* [EXTRACT]

Information from 42 patients was recorded, totaling 1176 blood pressure readings. Based on this information, a history of their blood pressure behavior was obtained, enabling the medical staff to analyze their health status and prescribe the medication necessary for each patient. The information about all patients was stored in an Excel spreadsheet or graphically according to the requirements, as may be seen in Figures 5 and 6, respectively.
Blood pressure readings from one patient.
History of patient’s blood pressure.
Figure 6 shows 14 days of readings from one patient. These records correspond to the measurement of blood pressure twice per day. Each reading was assessed by the monitoring system which, through phone calls, informed the patient his blood pressure and the actions to be undertaken if this was out of normal ranges.
Discussion
The remote monitoring system developed for chronic diseases such as high blood pressure provides precise and reliable information, which allows us to observe the behavior of the disease online and to take immediate action. Over the past years, communication systems have witnessed significant advances that allow the development of reliable applications for remote monitoring. Telemedicine is used every day in a wide variety of medical fields. This arouses the interest of health care professionals, who consider telemedicine a support for the diagnosis of a number of diseases, especially for chronic diseases that have long duration and that are an issue for private and public health systems.
Through monitoring, our system detected the behavior of patients’ blood pressure in a more precise and real way, detecting its variations throughout a day. Similarly, health care professionals can examine the patient’s disease course at any moment.
Current online monitoring systems for chronic diseases are not widespread in the market, mainly due to the technological sophistication and certification these devices need. At the same time, these devices display communication technologies that wirelessly upload information to the database. The results for our system were positive, since its application considerably reduced visits to the hospital. In addition, some patients indicated that the system was easy to use. Furthermore, they were treated at home and were allowed to carry out their routines.
Conclusion
This study addressed the design and implementation of a support system for patients with chronic HT. To this end, open code programming languages were used, as well as free software, wireless communication through 3G/4G cellphones and FDA-certified devices to measure blood pressure.
The support system is autonomous thanks to the design and programming of an algorithm to monitor blood pressure, which receives information sent by the monitoring device connected to the user. Once data are collected, the system analyzes through an algorithm that contains the parameters for different ranges of blood pressure. With this information, an automatic response is generated and a voice message is sent to the user’s cellphone, thereby ensuring the required feedback. This integrated support system facilitates the monitoring of the blood pressure of a large number of users. In addition, the system could be used for other diseases such as diabetes and metabolic syndrome.
However, we must bear in mind that this system does not substitute health care professionals, but it does provide support for the control and reduction of diseases associated with high blood pressure.
From the results of the implementation of this support system, we conclude that the integration of new physiological variables for monitoring is feasible. This will broaden the scope for the early detection of chronic diseases, which could result in a reduction in their frequency.
Footnotes
Declaration of conflicting interests
The author(s) declared no potential conflicts of interest with respect to the research, authorship and/or publication of this article.
Funding
The author(s) disclosed receipt of the following financial support for the research, authorship and/or publication of this article: This work was supported by Proyecto Fortalecimiento USACH (USA1799_UC123012) and Vicerrectoría de Investigación, Desarrollo e Innovación of the Universidad de Santiago de Chile, Chile.

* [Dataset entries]
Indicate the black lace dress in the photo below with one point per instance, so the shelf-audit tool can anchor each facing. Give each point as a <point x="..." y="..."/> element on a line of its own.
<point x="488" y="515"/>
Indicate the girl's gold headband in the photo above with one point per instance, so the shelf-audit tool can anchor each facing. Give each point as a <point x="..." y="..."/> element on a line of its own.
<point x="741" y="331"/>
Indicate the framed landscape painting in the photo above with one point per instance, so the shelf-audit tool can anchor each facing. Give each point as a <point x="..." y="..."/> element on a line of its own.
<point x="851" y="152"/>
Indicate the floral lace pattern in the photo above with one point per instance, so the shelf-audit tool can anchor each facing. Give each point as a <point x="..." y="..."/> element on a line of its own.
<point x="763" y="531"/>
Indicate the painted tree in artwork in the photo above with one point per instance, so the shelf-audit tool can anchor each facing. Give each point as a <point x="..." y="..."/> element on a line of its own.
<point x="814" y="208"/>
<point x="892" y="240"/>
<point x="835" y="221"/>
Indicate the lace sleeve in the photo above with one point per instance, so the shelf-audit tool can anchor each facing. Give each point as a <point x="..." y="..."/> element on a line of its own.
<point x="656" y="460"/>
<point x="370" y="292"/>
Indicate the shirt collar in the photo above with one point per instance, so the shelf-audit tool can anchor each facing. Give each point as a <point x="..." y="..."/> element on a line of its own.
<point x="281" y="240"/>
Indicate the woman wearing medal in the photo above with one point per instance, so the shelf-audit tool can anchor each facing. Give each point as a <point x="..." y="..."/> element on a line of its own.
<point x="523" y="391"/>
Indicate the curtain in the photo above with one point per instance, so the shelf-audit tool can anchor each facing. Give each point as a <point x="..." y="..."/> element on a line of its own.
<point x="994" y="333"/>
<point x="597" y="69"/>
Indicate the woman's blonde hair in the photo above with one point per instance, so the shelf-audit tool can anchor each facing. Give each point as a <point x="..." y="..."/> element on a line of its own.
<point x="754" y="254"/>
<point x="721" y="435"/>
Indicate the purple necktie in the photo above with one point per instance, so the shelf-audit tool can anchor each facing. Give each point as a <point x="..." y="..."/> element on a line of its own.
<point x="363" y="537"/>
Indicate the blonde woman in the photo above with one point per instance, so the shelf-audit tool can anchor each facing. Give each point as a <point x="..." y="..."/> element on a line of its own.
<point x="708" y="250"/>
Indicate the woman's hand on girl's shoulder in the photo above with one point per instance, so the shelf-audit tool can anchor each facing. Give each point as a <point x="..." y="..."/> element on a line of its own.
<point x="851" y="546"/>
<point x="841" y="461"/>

* [THE TASK]
Reproduce the blood pressure monitoring excerpt word for word, from "From the results" up to and including "of this article.".

* [THE COMPLETED TASK]
From the results of the implementation of this support system, we conclude that the integration of new physiological variables for monitoring is feasible. This will broaden the scope for the early detection of chronic diseases, which could result in a reduction in their frequency.
Footnotes
Declaration of conflicting interests
The author(s) declared no potential conflicts of interest with respect to the research, authorship and/or publication of this article.